WHAT IS BEING ASKED:
Collect every line from the items below that contains the string "table".
• • • • • • •
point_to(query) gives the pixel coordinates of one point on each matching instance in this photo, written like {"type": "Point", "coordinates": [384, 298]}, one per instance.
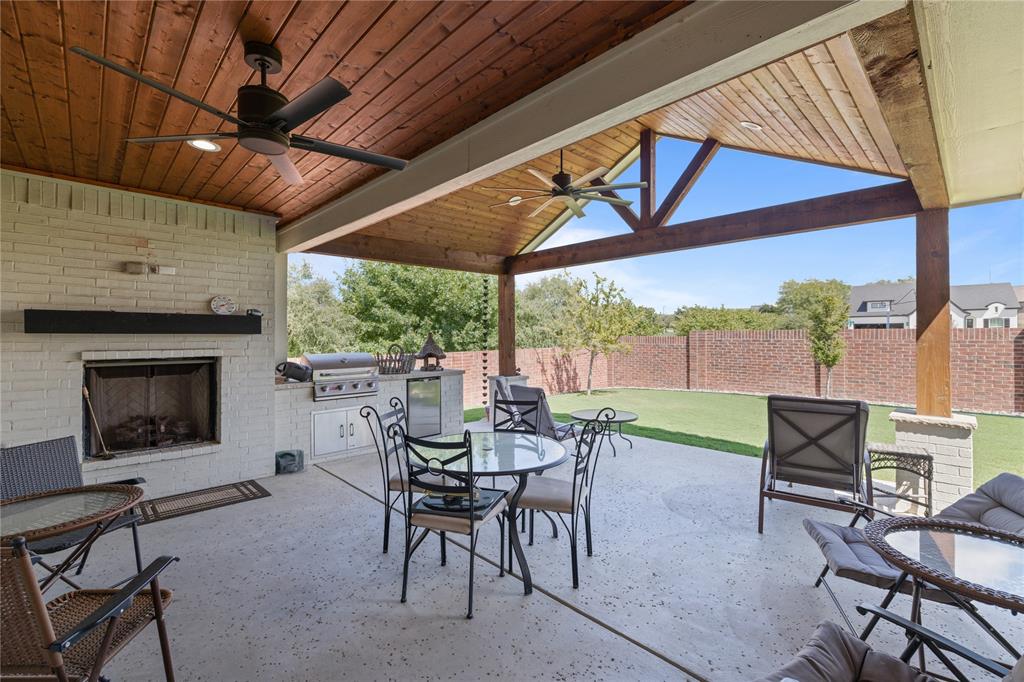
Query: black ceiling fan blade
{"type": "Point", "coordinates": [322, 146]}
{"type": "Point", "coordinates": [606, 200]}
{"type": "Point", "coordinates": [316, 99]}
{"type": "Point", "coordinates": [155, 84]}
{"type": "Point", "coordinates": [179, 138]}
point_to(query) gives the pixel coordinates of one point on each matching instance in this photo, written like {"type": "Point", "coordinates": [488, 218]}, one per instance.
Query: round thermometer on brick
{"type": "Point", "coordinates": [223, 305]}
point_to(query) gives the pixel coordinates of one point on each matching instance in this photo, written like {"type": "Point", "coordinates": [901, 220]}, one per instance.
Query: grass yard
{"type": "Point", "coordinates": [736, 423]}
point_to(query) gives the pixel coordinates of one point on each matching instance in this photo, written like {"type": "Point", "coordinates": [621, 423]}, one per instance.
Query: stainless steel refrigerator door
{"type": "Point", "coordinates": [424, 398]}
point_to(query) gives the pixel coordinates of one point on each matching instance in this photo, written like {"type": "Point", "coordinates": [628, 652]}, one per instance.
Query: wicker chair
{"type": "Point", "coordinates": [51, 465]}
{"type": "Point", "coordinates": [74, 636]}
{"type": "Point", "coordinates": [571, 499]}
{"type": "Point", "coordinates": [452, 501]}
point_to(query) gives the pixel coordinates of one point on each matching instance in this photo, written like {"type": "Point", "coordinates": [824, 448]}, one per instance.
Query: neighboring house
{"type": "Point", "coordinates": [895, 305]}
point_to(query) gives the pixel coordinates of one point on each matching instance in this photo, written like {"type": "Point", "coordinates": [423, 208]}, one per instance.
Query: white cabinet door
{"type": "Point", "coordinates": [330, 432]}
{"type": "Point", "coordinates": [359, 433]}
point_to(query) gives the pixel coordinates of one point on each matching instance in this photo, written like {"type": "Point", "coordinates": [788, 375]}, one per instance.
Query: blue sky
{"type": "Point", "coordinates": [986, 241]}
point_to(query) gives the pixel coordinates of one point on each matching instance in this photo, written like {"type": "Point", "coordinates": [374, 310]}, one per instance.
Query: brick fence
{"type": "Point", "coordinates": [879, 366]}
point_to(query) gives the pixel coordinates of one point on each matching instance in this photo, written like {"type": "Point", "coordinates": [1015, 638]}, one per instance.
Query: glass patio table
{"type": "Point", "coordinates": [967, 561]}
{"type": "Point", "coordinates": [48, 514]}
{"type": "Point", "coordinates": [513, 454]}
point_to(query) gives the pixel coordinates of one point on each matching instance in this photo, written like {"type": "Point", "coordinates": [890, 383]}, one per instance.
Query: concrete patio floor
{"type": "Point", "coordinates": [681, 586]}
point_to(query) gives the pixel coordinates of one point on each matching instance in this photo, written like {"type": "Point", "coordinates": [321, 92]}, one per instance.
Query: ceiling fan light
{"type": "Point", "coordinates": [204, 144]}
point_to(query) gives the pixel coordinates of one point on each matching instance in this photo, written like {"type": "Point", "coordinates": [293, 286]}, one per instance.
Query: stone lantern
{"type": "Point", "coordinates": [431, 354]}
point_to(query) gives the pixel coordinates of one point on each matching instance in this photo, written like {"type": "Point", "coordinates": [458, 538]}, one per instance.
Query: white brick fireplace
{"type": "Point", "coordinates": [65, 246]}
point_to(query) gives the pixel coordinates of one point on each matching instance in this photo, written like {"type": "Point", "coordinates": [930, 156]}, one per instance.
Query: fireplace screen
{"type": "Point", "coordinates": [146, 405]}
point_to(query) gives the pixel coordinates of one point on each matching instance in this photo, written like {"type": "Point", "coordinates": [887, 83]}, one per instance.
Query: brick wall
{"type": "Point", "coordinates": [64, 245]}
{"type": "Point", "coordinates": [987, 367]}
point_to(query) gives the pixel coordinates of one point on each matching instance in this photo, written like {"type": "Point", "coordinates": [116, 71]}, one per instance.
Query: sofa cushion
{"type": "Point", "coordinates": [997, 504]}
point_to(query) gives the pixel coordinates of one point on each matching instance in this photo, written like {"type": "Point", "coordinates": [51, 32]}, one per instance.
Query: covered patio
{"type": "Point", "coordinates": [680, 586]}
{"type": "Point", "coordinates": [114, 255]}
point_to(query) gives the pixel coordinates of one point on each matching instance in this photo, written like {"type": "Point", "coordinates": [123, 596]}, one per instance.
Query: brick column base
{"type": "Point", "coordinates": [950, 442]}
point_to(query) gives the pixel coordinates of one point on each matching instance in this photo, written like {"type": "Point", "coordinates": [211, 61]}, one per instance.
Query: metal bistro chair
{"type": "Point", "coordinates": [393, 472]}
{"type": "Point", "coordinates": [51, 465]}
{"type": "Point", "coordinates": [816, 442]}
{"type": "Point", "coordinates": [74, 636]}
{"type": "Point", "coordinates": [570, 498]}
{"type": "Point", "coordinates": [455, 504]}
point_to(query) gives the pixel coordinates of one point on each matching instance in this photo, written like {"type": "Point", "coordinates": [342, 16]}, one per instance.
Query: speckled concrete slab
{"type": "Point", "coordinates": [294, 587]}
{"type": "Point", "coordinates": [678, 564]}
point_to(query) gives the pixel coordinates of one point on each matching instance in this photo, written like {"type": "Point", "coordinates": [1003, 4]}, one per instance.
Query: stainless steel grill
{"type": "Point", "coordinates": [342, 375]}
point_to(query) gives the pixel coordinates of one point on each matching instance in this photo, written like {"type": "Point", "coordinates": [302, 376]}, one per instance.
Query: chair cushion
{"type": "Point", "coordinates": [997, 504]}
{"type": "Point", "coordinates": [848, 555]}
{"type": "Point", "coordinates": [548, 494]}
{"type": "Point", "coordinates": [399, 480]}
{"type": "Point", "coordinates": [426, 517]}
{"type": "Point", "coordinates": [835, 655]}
• • • • • • •
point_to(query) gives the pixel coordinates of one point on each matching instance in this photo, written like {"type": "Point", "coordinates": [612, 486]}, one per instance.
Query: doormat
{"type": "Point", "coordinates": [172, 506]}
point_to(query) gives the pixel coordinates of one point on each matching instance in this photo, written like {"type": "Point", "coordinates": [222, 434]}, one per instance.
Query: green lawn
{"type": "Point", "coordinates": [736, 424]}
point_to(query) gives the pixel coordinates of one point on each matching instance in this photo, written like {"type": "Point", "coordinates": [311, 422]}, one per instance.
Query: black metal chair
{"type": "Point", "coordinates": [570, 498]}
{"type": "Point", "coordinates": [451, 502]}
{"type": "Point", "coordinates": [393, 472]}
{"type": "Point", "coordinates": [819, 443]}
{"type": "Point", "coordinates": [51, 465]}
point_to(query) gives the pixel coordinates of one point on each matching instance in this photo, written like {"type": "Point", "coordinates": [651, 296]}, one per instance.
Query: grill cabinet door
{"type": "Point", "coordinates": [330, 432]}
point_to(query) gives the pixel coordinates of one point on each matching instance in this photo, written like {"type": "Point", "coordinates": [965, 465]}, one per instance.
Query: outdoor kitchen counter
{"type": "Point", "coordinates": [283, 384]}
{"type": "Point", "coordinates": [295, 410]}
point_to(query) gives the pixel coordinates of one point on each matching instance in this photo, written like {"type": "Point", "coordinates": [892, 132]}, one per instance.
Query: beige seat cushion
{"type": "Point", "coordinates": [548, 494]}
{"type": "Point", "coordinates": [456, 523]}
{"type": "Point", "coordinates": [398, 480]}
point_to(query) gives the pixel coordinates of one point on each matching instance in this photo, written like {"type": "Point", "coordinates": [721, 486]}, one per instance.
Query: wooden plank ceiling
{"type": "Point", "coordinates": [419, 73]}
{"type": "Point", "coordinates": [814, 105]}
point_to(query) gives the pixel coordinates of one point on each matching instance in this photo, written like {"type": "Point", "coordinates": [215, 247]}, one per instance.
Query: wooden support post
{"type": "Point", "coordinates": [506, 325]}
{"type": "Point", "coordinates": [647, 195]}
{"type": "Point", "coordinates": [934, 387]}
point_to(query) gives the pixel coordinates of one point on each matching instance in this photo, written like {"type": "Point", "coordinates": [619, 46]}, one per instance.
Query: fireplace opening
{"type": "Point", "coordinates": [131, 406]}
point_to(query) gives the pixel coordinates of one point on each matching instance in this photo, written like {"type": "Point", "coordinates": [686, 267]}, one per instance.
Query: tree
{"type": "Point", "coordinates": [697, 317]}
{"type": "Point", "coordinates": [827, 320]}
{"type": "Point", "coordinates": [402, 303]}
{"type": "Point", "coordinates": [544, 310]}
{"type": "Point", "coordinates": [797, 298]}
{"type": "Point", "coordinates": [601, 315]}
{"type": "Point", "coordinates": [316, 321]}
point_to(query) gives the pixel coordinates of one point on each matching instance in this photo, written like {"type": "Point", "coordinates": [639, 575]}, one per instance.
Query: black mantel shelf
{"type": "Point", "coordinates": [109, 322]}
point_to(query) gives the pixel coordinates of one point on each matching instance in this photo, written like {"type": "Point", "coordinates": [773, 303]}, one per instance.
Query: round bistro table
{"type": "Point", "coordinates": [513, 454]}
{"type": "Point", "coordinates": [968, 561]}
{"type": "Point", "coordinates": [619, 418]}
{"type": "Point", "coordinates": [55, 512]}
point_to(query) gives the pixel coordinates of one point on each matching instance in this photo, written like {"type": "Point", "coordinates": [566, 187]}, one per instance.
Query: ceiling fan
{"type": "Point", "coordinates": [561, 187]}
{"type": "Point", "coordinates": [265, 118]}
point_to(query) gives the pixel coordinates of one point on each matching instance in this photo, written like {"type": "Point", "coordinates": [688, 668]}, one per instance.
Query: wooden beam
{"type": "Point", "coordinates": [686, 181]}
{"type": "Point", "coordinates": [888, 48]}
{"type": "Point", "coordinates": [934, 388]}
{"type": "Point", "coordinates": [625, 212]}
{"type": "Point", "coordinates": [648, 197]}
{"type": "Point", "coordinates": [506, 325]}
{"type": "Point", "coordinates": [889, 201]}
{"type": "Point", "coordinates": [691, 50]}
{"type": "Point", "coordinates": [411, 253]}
• • • • • • •
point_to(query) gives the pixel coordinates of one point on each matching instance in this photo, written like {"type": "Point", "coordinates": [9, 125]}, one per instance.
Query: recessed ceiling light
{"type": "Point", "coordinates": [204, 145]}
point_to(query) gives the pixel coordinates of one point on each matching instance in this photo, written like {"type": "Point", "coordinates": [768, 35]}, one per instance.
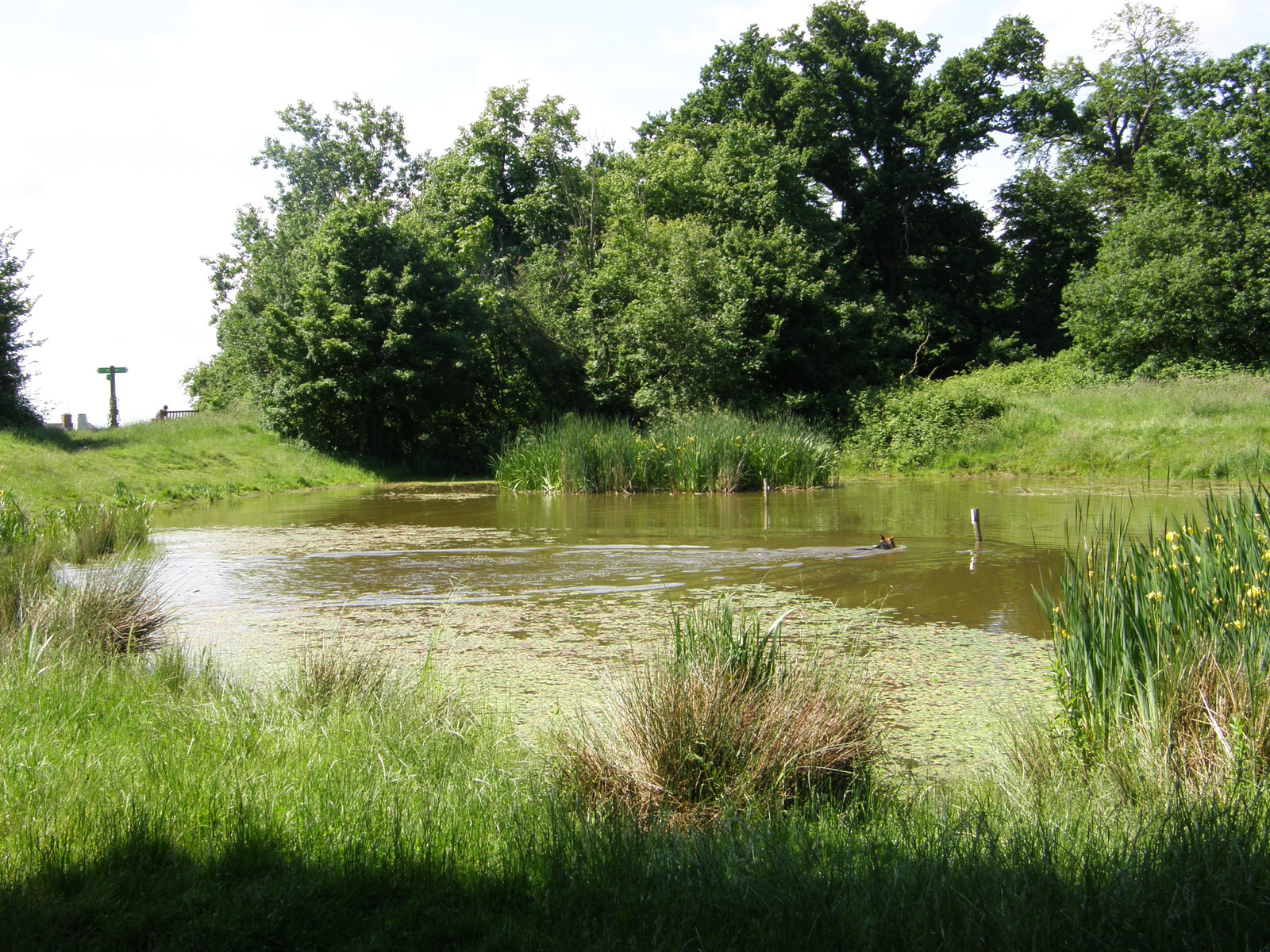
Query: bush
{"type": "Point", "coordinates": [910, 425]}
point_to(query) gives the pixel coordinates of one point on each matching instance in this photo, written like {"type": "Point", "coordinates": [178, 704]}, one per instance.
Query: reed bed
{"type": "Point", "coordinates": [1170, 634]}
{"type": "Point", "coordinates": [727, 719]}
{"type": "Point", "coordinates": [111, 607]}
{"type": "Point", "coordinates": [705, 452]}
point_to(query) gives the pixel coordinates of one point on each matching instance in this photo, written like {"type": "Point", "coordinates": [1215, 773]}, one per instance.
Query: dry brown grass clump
• • • • • • •
EXPECTED ANSWER:
Query: glass patio table
Query: round bistro table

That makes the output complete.